— DOCUMENT —
<<<<

Question

The figure shows a homogeneous rock layer of thickness \(100\ \text{m}\). A vertical borehole is drilled through the layer and gravity is measured at the top point \(A\) and at the base point \(B\). If the difference in measurements between \(A\) and \(B\) is \(5\ \text{mGal}\), find the density \(\rho\) of the rock layer in g/cc (ignore terrain corrections). 

Hint:

Between two levels separated by a uniform layer, the gravity change equals the free-air term minus \(4\pi G\rho d\). Using \(4\pi G \approx 0.08386\ \text{mGal}/(\text{m}\cdot\text{g/cc})\) makes quick estimates easy.

Answer 1

Step 1: Account for free-air change between \(A\) and \(B\).
Going down by \(d=100\ \text{m}\) increases \(g\) by the free-air gradient \[ \Delta g_{\text{FA}} \approx 0.3086\ \frac{\text{mGal}}{\text{m}} \times 100 = 30.86\ \text{mGal}. \] 

Step 2: Account for the rock layer mass between \(A\) and \(B\).
The slab attraction of a layer of thickness \(d\) at a point above it is \(\ +2\pi G \rho d\), and at a point below it is \(-2\pi G \rho d\).

>>>>

— SET TASKS —
A. Set down, word for word, the part of the borehole gravity problem that opens with the words containing "Going down by" and closes with "mass between \(A\) and \(B\).".
B. Take the borehole gravity problem further, picking up right after its last sentence.

(Stored entries)

<<<<

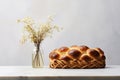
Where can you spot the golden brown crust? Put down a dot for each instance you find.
(77, 57)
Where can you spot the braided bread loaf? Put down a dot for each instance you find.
(77, 57)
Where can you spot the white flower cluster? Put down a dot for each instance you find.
(37, 33)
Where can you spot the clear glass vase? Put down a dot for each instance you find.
(37, 58)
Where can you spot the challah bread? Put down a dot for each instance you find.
(77, 57)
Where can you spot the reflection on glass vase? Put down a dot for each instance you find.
(37, 58)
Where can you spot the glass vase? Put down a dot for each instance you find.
(37, 58)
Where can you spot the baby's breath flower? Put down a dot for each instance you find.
(37, 34)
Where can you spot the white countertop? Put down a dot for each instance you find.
(28, 71)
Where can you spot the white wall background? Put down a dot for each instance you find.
(95, 23)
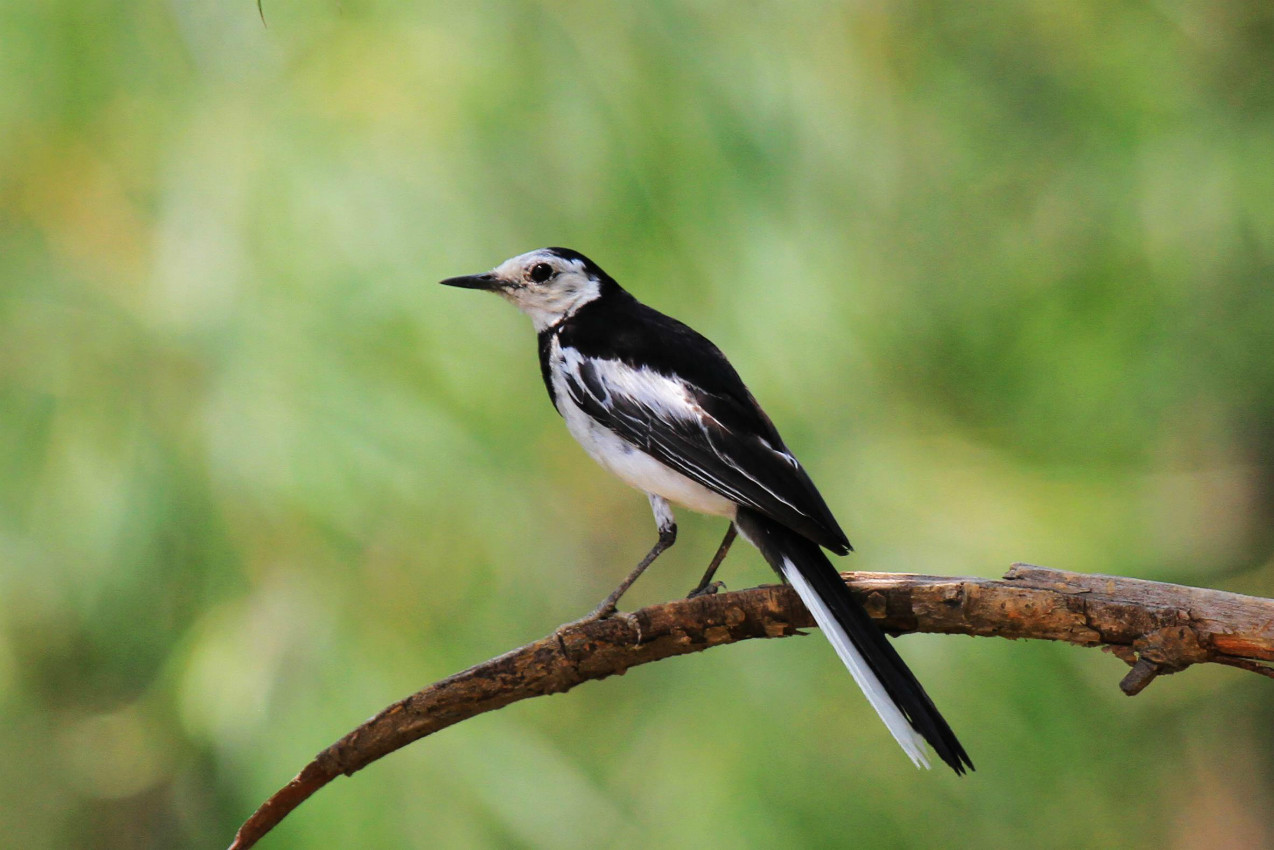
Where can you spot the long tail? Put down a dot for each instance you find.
(889, 686)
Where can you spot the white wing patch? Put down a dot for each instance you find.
(669, 400)
(628, 461)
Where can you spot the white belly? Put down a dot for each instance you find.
(629, 463)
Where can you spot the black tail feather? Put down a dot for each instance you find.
(779, 543)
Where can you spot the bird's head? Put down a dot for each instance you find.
(547, 284)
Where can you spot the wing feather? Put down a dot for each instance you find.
(698, 435)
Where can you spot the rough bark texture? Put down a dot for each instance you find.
(1156, 627)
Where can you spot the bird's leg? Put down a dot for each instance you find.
(706, 585)
(666, 538)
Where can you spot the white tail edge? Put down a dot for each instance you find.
(907, 738)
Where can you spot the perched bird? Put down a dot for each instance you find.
(660, 407)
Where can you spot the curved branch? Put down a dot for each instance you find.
(1154, 627)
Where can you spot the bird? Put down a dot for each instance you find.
(660, 407)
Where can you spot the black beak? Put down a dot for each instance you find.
(486, 280)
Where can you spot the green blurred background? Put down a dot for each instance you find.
(1003, 274)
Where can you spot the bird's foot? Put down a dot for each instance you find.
(601, 612)
(706, 590)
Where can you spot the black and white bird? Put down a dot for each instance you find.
(660, 407)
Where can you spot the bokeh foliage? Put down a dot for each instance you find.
(1003, 274)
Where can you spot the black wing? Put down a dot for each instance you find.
(670, 393)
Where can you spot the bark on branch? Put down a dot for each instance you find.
(1154, 627)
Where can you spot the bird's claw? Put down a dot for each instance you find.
(706, 590)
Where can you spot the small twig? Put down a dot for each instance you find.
(1156, 627)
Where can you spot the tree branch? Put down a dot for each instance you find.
(1154, 627)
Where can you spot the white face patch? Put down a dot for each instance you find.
(549, 301)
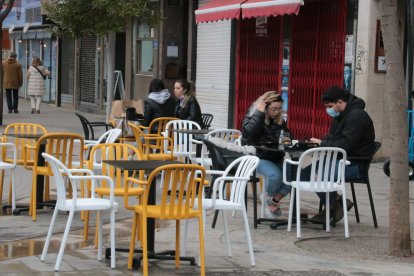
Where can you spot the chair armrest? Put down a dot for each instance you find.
(359, 158)
(11, 146)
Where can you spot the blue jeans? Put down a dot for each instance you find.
(273, 174)
(351, 171)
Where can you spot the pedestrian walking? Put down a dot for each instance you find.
(12, 81)
(36, 75)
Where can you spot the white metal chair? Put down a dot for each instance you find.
(182, 142)
(9, 164)
(227, 135)
(79, 204)
(240, 170)
(327, 174)
(108, 137)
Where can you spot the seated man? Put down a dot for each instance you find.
(352, 130)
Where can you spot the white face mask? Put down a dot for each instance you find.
(331, 112)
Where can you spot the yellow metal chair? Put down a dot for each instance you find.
(16, 129)
(62, 146)
(186, 189)
(123, 188)
(151, 146)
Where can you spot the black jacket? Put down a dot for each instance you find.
(191, 111)
(256, 132)
(352, 130)
(158, 104)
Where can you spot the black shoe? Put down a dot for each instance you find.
(319, 218)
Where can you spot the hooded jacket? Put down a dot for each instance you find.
(12, 74)
(158, 104)
(256, 132)
(352, 130)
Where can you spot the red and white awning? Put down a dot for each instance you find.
(219, 10)
(265, 8)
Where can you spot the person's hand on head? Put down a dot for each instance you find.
(261, 106)
(315, 140)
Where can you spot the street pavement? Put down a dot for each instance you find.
(277, 252)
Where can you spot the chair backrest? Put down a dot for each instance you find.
(327, 167)
(157, 126)
(207, 119)
(114, 151)
(110, 136)
(185, 186)
(242, 168)
(228, 135)
(22, 128)
(62, 146)
(59, 170)
(182, 145)
(219, 162)
(87, 129)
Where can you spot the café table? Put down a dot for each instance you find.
(40, 178)
(148, 166)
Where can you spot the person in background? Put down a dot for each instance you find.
(187, 107)
(12, 81)
(262, 125)
(159, 103)
(36, 88)
(352, 130)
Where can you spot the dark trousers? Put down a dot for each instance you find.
(12, 99)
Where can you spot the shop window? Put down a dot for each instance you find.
(144, 49)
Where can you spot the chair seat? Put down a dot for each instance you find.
(205, 162)
(307, 186)
(220, 204)
(154, 211)
(88, 204)
(6, 166)
(119, 191)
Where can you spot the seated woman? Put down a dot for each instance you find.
(159, 103)
(262, 125)
(187, 107)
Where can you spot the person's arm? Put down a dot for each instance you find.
(194, 110)
(20, 75)
(148, 113)
(349, 134)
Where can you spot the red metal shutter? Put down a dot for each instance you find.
(317, 62)
(258, 63)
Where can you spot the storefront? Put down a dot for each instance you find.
(291, 46)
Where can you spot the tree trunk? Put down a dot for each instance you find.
(110, 66)
(399, 209)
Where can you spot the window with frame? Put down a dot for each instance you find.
(144, 49)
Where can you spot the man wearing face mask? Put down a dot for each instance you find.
(352, 130)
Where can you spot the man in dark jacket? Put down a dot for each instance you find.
(352, 130)
(159, 103)
(12, 80)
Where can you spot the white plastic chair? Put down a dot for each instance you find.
(325, 161)
(244, 167)
(79, 204)
(108, 137)
(10, 166)
(182, 142)
(227, 135)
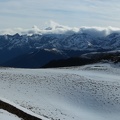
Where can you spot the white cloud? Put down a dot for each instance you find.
(55, 28)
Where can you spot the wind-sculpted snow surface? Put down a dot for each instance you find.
(4, 115)
(91, 92)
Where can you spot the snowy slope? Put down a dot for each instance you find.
(91, 92)
(4, 115)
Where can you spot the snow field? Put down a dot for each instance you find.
(91, 92)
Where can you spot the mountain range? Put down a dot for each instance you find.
(36, 50)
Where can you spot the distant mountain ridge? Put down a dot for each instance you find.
(17, 48)
(75, 41)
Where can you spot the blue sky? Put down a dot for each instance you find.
(74, 13)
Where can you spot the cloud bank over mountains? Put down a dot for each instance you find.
(55, 28)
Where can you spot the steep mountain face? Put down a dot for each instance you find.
(76, 41)
(14, 48)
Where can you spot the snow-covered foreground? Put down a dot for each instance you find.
(4, 115)
(91, 92)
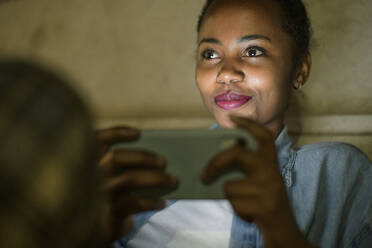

>>>>

— TASK RESULTS —
A.
Going down by \(d=100\ \text{m}\) increases \(g\) by the free-air gradient \[ \Delta g_{\text{FA}} \approx 0.3086\ \frac{\text{mGal}}{\text{m}} \times 100 = 30.86\ \text{mGal}. \] 

Step 2: Account for the rock layer mass between \(A\) and \(B\).

B.
Therefore, moving from \(A\) to \(B\) changes the slab contribution by \[ \Delta g_{\text{slab}} = (-2\pi G\rho d) - (+2\pi G\rho d) = -4\pi G\rho d. \] In convenient units, \[ 4\pi G \approx 0.08386\ \frac{\text{mGal}}{\text{m}\cdot\text{(g/cc)}}. \] 

Step 3: Match the observed difference and solve for \(\rho\).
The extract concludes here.